Required actions:
1. In the sleep tips text below, list every source of caffeine that it names.
2. From the sleep tips text below, copy word for word the part that opens with the words containing "If you have" and closes with "to a close.".

Text segment:

= = = = = = =

If you have any diabetes in your family or have been diagnosed as pre-diabetic, did you know that poor sleep can increase our body’s insulin production post-meal, which short-term could increase the risk of fat storage but long-term it can lead to increased risk of insulin resistance and type 2 diabetes?
Addressing sleep is key.
Our lifestyles can have a significant effect on the health of our sleep, particularly as the day draws to a close.
Below are 5 basic tips to help improve sleep quality from today.
1). Avoid stimulants (caffeine, sugar, nicotine) after midday
Avoid the consumption of stimulants (caffeine, sugar and nicotine) after 2 PM. Try to avoid desserts with your evening meal as the sugar from that can increase cortisol levels and again prevent natural sleep hormones from winding the body down and preparing us for sleep.
Caffeine can stay in your system for between eight to 14 hours, so try reducing sources of caffeine (coffee, tea, soft drinks, energy drinks and chocolate) particularly after midday consistently and see if your sleep improves.
There are many delicious replacements you can use instead, including hundreds of different herbal teas. If herbal teas don’t sound appealing, then firstly experiment with a few different ones before discarding the idea entirely.

= = = = = = =

Supplied data:
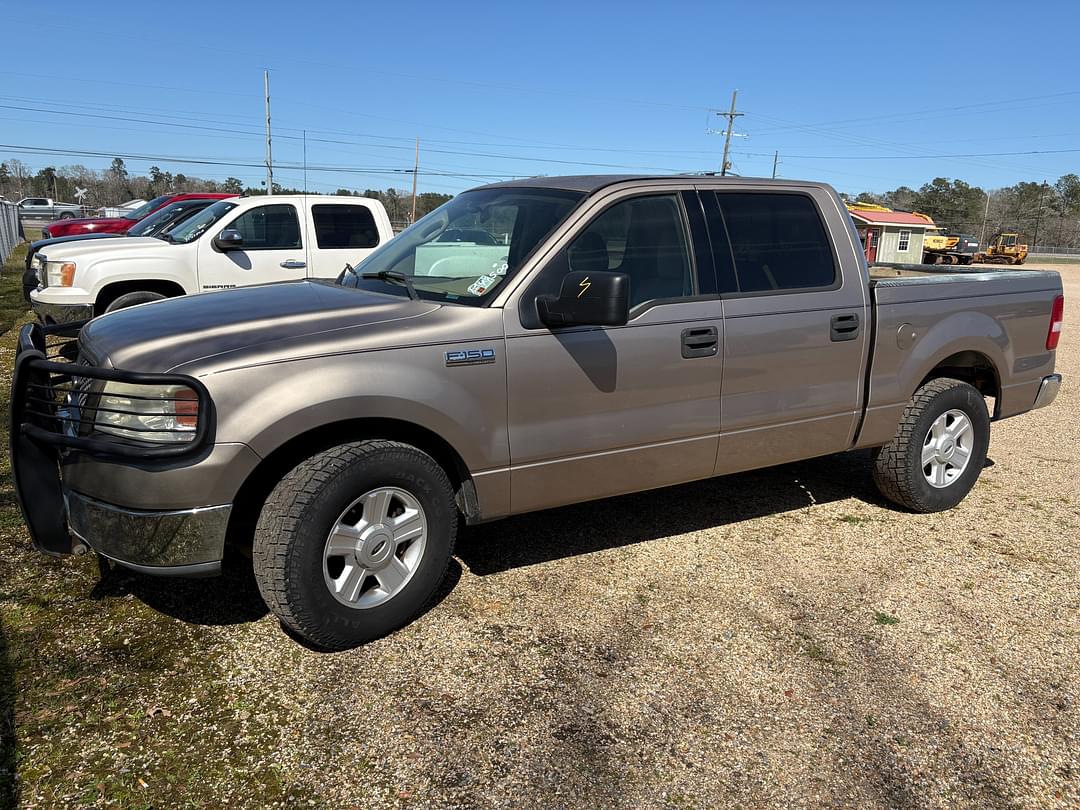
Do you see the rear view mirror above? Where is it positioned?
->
[537,270,630,328]
[214,228,244,253]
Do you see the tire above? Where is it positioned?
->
[874,378,990,512]
[252,440,458,650]
[105,289,168,312]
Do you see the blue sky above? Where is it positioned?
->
[0,0,1080,192]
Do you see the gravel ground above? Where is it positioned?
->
[0,266,1080,808]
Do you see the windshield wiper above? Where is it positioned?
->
[360,270,420,301]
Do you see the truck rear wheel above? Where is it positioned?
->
[253,441,457,649]
[874,378,990,512]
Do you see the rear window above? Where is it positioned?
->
[311,204,379,248]
[716,191,836,293]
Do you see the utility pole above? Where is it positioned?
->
[262,70,273,194]
[717,90,742,177]
[409,137,420,225]
[1031,180,1047,251]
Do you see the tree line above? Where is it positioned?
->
[841,174,1080,247]
[0,158,1080,247]
[0,158,451,225]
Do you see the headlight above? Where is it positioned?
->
[93,382,199,442]
[45,260,75,287]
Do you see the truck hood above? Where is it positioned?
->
[42,237,176,266]
[45,217,138,237]
[79,280,441,375]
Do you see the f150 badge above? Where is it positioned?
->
[446,349,495,366]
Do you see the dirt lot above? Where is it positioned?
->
[0,259,1080,808]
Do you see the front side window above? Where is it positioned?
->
[716,191,836,293]
[168,200,237,244]
[228,203,300,251]
[529,194,694,309]
[311,204,379,249]
[339,186,584,306]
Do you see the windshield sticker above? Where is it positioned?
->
[469,273,499,295]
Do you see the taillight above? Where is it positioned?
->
[1047,295,1065,350]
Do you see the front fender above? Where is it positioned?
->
[85,254,199,300]
[202,345,510,514]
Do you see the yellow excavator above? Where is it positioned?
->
[975,233,1027,265]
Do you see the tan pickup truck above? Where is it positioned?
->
[11,176,1063,648]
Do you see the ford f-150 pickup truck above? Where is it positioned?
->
[30,194,393,323]
[11,176,1063,648]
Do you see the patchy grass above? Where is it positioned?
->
[0,248,308,808]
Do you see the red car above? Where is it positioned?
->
[41,192,237,239]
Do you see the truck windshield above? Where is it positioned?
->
[124,194,172,221]
[338,187,584,306]
[168,200,237,245]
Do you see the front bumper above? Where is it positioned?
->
[30,297,94,326]
[65,490,232,577]
[10,325,225,576]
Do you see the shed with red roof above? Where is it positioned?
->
[848,203,937,265]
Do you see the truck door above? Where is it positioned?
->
[198,202,308,291]
[307,199,379,279]
[505,190,723,512]
[702,187,873,474]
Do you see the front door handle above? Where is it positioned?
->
[828,312,859,341]
[681,326,720,360]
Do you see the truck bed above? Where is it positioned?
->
[859,266,1062,446]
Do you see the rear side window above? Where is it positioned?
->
[311,205,379,248]
[716,191,836,293]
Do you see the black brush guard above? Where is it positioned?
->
[10,323,213,554]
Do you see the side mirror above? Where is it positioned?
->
[537,270,630,329]
[214,228,244,253]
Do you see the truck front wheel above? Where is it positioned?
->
[105,289,166,312]
[874,378,990,512]
[253,441,457,649]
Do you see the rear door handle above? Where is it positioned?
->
[681,326,719,360]
[829,312,859,341]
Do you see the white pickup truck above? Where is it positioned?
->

= = = = = = =

Answers for each item:
1. coffee, tea, soft drinks, energy drinks, chocolate

2.
If you have any diabetes in your family or have been diagnosed as pre-diabetic, did you know that poor sleep can increase our body’s insulin production post-meal, which short-term could increase the risk of fat storage but long-term it can lead to increased risk of insulin resistance and type 2 diabetes?
Addressing sleep is key.
Our lifestyles can have a significant effect on the health of our sleep, particularly as the day draws to a close.